- **Vorliegender Textauszug**
--------
Mit Fertigstellung der Stationen „Musterschule“ und „Glauburgstraße“ kann die Linie U5 zum Ende der Sommerferien wieder in Betrieb genommen werden. Daß dann moderne „U5“-Bahnen fahren, war von Anfang an klar. Im Frühjahr 2017 wird dann der letzte „U5“ ausgeliefert, nach den „U2“- und den „PtB“-Wagen gehen dann auch die „U3er“ in die verdiente Fahrzeugrente. Die VGF hat die „U2“-Wagen 303, 304 und 305 fahrfertig zurück behalten, ebenso den „Pt“ 748 – allerdings ohne die „Blumenkübel“. Auch eine „U3“-Komposition wird im Fuhrpark bleiben.

Bernd Conrads
B.Conrads@vgf-ffm.de
7 KOMMENTARE
  • Ben
    Gepostet am 23:56h, 27 Juli Antworten

    Sehr interessanter Blogeintrag. Da diese Überführungsfahrten ja nicht mehr lange stattfinden hätte ich dazu eine Anregung: Wäre es vielleicht möglich, das ihr eine Führerstandsmitfahrt einer solchen Überführungsfahrt filmt und auf eurem YouTube Kanal uploaded?

  • Bernd Conrads, VGF
    Gepostet am 09:01h, 28 Juli Antworten

    Guter Hinweis. Mal sehen, ob wir das noch hinbekommen. *bec.

  • Tommy
    Gepostet am 09:44h, 28 Juli Antworten

    In der Ferienzeit im 5-Min-Takt? Steht so im Artikel ist aber falsch, ist doch nur ein 7-8-Min-Takt ….. Vor den Ferien gab es mal einen 5-Min-Takt, aber da waren es auch 6 Züge und nicht 5 ! Und der 5-Min-Takt war schon ab 7:00 Uhr, nicht 7:30 Uhr.
    Ab 19:30 Uhr 15-Min-Takt stimmt auch nicht, ist bis 20:30 Uhr ein 7-8-Min-Takt und ab 20:30 Uhr bis 22:00 Uhr ein 10-Min-Takt. Ist ja schon peinlich wenn die VGF ihre Taktung von den eigenen Zügen nicht kennt …….
--------
- **Auszug der Auflistung**
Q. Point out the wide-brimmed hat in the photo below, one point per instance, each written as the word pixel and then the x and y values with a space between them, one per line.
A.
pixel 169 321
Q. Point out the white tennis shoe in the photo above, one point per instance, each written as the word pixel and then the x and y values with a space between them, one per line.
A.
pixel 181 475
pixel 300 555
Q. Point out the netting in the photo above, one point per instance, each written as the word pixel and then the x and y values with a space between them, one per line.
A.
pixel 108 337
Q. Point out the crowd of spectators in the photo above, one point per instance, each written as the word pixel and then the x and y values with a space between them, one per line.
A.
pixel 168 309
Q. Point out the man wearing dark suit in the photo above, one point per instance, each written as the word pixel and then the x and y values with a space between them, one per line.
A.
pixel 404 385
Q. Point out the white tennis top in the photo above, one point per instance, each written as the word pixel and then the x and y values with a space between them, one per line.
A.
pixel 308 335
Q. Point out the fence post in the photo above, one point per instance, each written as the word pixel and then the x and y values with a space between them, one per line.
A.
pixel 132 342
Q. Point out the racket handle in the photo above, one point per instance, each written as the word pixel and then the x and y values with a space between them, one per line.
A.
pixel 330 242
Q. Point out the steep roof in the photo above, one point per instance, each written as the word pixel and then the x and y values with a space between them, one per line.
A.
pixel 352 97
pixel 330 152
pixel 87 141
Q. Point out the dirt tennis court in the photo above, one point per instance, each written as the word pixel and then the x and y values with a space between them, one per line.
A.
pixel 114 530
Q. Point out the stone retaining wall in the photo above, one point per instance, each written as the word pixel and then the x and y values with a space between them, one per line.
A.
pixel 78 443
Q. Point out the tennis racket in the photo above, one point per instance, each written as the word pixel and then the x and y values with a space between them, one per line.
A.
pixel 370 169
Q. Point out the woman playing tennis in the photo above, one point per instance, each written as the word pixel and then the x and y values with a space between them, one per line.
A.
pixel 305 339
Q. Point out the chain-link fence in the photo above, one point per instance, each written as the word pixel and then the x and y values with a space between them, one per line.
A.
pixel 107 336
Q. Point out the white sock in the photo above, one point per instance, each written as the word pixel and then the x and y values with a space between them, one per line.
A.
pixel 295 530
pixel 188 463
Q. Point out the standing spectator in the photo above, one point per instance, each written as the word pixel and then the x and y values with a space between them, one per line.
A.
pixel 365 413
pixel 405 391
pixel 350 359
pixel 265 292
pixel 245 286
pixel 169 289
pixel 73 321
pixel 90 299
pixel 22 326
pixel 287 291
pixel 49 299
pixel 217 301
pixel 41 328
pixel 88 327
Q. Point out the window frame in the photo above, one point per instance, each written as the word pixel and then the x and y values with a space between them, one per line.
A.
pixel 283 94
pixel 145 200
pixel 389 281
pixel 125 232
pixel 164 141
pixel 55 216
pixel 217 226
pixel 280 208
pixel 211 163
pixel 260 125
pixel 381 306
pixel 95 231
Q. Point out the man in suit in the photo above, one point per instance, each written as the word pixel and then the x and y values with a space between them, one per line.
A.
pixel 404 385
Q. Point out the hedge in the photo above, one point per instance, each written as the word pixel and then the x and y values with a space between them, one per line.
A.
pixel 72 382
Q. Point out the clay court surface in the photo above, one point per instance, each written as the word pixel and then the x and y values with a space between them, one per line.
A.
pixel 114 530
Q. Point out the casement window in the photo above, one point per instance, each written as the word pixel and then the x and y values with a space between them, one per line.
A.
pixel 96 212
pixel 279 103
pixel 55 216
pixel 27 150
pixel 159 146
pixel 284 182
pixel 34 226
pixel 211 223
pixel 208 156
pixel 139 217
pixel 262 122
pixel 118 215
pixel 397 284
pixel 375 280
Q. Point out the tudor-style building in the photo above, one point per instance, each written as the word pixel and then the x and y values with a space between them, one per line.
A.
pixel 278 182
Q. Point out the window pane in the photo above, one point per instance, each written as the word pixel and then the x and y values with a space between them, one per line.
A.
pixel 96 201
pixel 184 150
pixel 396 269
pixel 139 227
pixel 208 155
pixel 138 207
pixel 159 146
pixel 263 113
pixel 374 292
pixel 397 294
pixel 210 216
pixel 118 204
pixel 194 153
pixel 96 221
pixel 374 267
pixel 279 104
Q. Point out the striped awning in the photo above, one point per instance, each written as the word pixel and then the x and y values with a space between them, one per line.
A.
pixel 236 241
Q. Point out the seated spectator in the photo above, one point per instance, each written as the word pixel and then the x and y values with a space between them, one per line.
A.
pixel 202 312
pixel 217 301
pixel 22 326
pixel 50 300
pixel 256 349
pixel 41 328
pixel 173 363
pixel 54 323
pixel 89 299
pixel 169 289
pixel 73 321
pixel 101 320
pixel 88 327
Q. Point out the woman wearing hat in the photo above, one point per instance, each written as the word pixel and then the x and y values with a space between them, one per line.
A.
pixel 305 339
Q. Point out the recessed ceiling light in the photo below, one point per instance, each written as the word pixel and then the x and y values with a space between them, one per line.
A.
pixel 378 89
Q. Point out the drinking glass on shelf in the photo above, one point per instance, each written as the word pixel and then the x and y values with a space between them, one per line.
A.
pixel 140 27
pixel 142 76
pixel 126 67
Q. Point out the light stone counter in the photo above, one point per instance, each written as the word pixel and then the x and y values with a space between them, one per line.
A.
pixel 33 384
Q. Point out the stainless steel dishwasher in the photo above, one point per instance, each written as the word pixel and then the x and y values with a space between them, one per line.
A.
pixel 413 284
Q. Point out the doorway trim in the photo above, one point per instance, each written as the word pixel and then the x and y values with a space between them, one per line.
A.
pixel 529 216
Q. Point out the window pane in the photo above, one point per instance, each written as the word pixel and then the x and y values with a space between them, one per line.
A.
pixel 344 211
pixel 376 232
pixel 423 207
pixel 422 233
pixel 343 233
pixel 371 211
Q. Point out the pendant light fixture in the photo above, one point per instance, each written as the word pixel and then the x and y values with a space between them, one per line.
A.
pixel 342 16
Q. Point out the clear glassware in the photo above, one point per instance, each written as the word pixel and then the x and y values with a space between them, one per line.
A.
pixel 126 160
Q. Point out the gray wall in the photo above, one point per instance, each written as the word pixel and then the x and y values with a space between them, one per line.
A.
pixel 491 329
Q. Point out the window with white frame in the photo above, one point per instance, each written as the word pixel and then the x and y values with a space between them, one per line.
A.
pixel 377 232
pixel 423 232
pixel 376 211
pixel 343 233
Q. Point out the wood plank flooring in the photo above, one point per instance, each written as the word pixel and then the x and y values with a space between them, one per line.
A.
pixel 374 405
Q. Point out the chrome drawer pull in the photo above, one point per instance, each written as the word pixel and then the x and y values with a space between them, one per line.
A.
--------
- **Folgendes bearbeiten**
1 – Übertragen Sie den Satz »Daß dann moderne „U5“-Bahnen fahren, war von Anfang an klar.« aus dem Text über die Linie U5 ins Englische.
2 – Schreiben Sie den Text über die Linie U5 im Anschluss an seinen letzten Satz weiter.

- **Nummerierte Antworten**
1 – That modern "U5" trains would be running then was clear from the start.

2 –
    • Bernd Conrads, VGF
      Gepostet am 10:01h, 28 Juli Antworten

      Nein, das ist nicht peinlich, sondern schlicht menschlich. Ich habe extra (intern) nach den Takten gefragt, tue das aber gerne nochmal und korrigiere dann auch. *bec.

      • Bernd Conrads, VGF
        Gepostet am 09:07h, 29 Juli Antworten

        Ich habe die Takte – wie angekündigt – korrigiert. In der Tat hat der Kollege den Normalfahrplan erwischt, als ich um Auskunft bat. Nochmals: das ist menschlich, nicht peinlich! Aber danke für den Hinweis, die Angaben sollten ja stimmen, auch wenn’s im zweiten Versuch ist. *bec.

  • Fips
    Gepostet am 14:17h, 28 Juli Antworten

    Es ist zwar später mal richtig, dass das Stück Insellinie mal U5 heißen wird, aber im Moment heißt die Kurz-Linie in Berlin noch U55… 🙂 siehe auch https://de.wikipedia.org/wiki/U-Bahn-Linie_55_(Berlin)

    Aber ganz allgemein: sehr schöner und informativer Blog, macht Spaß zu lesen!

    • Bernd Conrads, VGF
      Gepostet am 14:58h, 28 Juli Antworten

      Danke. Und: stimmt, der kurze Abschnitt heißt (noch) U55. Ich korrigiere das bei Gelegenheit. *bec.